**Required task**. Put every line of the records below into a JSON list of strings, one string per line, omitting any blank lines.

** Start of Data records **

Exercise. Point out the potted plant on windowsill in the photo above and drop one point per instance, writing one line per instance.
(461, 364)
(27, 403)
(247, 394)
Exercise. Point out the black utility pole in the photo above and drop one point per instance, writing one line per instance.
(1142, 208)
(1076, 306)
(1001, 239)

** End of Data records **

**Written reply**.
[
  "Exercise. Point out the potted plant on windowsill in the photo above and drop one point per instance, writing one line per instance.",
  "(461, 364)",
  "(27, 403)",
  "(247, 394)",
  "Exercise. Point out the black utility pole in the photo above and drop one point per instance, writing one line per instance.",
  "(1142, 208)",
  "(1076, 306)",
  "(1001, 239)"
]